* **Exercise passage**:
This guide cuts through the noise and answers the questions that matter most: what's actually available locally, what you should expect to pay in 2026, and which sensor fits your specific needs. The Sri Lankan market currently favours digital modules like the DHT11 and DS18B20 for hobbyist use, while demand for industrial-grade sensors and medical body temperature meters has grown steadily since 2023. This guide is written for:

  • Students and hobbyists building Arduino or ESP32 projects
  • Engineers and technicians sourcing components for industrial or IoT systems
  • Small business owners and procurement teams comparing options and prices
  • Parents and clinic staff looking for reliable body temperature meters

From entry-level thermistors to precision RTD probes, this guide covers the full spectrum of temperature sensing options available in Sri Lanka — because choosing the wrong sensor doesn't just waste money, it costs time. Read on to find exactly what you need.

 

What Is a Temperature Sensor and Why Does It Matter?

Recorded data:
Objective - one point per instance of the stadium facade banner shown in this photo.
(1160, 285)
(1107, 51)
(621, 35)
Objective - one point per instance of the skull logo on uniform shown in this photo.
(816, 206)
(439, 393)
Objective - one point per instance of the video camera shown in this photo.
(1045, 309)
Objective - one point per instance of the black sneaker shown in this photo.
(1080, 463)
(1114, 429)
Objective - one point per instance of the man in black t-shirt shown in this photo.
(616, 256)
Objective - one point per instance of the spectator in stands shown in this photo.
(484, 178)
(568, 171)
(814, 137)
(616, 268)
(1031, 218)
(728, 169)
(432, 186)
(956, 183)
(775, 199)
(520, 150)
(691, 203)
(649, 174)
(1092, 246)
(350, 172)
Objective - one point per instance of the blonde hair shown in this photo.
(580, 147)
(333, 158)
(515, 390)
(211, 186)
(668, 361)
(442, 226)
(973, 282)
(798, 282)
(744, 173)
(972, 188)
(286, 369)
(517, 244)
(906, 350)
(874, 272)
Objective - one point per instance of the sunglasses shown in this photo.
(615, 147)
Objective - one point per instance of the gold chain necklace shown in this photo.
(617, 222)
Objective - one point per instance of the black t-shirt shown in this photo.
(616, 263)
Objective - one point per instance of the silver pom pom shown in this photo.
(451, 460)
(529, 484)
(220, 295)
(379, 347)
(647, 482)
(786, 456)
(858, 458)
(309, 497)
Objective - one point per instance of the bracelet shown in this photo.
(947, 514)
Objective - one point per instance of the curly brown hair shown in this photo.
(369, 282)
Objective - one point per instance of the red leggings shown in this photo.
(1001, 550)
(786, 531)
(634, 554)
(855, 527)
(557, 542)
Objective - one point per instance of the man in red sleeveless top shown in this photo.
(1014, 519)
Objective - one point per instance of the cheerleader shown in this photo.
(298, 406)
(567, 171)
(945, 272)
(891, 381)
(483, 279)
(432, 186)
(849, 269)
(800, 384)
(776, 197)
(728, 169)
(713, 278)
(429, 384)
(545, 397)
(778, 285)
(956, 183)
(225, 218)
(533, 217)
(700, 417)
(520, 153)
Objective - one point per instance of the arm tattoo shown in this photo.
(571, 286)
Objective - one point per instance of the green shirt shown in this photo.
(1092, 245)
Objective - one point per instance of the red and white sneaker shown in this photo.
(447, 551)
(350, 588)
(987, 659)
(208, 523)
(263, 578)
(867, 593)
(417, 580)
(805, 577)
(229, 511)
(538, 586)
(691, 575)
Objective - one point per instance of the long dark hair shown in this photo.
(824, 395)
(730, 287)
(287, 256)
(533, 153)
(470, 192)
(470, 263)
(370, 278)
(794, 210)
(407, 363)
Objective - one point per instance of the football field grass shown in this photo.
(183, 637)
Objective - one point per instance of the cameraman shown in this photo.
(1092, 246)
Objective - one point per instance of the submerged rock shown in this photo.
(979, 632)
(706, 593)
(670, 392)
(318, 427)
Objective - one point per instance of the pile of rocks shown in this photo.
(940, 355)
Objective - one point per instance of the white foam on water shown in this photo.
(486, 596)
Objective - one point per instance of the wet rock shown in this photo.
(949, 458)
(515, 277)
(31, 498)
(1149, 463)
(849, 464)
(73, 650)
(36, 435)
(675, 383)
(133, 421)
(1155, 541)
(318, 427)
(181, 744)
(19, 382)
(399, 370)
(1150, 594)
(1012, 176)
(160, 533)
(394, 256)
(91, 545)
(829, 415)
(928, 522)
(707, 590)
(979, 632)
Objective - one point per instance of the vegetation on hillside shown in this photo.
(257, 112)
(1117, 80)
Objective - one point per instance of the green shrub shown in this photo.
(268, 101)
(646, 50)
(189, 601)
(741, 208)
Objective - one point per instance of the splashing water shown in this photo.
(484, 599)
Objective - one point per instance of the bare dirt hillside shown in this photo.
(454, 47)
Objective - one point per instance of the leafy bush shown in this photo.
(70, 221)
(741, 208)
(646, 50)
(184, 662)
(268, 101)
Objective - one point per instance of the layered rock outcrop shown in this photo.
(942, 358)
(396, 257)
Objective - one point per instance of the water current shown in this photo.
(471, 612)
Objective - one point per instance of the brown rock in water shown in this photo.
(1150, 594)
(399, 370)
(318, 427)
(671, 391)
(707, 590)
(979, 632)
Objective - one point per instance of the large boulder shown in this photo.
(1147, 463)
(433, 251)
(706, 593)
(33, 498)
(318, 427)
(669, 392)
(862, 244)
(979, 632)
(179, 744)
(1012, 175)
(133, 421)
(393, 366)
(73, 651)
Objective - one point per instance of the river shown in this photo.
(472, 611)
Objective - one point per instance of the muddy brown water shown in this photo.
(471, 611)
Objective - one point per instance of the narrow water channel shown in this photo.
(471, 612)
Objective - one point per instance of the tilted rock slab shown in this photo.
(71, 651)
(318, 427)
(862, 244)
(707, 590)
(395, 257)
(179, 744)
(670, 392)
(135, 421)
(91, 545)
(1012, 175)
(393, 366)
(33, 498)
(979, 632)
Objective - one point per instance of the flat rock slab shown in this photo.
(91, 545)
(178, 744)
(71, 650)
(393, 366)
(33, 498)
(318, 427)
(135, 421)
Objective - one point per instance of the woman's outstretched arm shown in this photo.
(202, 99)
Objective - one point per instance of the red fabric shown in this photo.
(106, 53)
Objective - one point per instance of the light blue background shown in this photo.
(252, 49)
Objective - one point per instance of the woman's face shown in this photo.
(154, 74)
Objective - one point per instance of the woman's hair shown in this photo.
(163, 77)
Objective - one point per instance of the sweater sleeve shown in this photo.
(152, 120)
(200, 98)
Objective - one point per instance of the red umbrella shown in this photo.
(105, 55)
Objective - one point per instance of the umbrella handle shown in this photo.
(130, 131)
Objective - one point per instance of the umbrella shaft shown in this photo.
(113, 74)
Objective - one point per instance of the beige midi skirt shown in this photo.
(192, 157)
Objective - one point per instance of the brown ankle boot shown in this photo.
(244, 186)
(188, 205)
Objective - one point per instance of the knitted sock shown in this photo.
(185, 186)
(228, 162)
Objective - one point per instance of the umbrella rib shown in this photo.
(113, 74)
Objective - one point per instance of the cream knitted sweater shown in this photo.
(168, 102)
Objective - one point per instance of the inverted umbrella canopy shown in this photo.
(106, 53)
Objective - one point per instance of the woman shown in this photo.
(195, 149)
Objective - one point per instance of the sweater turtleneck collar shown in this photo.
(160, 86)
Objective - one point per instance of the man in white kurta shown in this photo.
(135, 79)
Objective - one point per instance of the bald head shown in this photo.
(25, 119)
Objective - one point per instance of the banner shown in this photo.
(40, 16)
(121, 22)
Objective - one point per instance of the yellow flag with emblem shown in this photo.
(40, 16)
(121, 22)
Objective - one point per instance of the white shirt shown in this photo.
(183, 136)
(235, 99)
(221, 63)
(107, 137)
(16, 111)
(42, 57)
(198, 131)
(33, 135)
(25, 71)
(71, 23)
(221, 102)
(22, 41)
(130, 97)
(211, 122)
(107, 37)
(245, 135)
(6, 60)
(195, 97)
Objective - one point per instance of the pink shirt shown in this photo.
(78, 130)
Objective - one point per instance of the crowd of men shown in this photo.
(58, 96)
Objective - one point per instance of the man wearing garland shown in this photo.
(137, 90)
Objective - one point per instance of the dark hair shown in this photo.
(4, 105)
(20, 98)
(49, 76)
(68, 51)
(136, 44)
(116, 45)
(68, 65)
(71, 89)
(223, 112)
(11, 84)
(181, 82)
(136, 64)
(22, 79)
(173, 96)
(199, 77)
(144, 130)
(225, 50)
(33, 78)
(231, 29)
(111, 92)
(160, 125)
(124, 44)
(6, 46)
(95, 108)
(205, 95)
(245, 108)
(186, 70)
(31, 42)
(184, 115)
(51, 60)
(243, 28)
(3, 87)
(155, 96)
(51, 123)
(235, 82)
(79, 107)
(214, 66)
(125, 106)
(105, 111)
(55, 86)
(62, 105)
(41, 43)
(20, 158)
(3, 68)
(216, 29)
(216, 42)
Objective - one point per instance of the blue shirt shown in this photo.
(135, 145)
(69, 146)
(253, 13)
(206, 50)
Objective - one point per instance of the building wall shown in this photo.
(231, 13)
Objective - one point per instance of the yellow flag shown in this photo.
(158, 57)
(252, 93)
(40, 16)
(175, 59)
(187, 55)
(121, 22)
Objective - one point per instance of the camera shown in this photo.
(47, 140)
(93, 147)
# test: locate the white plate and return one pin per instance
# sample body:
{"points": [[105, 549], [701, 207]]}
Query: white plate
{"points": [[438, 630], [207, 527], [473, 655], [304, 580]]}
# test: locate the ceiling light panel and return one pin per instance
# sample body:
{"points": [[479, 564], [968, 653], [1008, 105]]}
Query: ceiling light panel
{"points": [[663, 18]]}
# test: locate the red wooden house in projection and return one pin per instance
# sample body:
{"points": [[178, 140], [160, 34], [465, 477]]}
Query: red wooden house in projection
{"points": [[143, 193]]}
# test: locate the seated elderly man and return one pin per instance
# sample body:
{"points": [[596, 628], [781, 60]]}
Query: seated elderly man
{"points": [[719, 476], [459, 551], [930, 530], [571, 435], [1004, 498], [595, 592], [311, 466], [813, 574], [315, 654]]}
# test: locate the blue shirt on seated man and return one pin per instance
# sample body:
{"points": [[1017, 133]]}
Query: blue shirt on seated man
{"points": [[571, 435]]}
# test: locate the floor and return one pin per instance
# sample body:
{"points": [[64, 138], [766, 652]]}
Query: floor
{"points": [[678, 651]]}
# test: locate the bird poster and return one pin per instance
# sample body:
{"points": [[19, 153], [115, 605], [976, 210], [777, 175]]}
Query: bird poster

* **Exercise tasks**:
1. Answer these questions from the temperature sensor guide:
(a) Which digital modules does the Sri Lankan market currently favor for hobbyist use?
(b) Since what year has demand for industrial-grade sensors and medical body temperature meters grown steadily?
(c) Besides wasting money, what does choosing the wrong sensor cost?
2. Reproduce the temperature sensor guide word for word from "From entry-level thermistors" to "Does It Matter?".

* **Answer set**:
1.
(a) The DHT11 and DS18B20.
(b) 2023.
(c) Time.

2.
From entry-level thermistors to precision RTD probes, this guide covers the full spectrum of temperature sensing options available in Sri Lanka — because choosing the wrong sensor doesn't just waste money, it costs time. Read on to find exactly what you need.

 

What Is a Temperature Sensor and Why Does It Matter?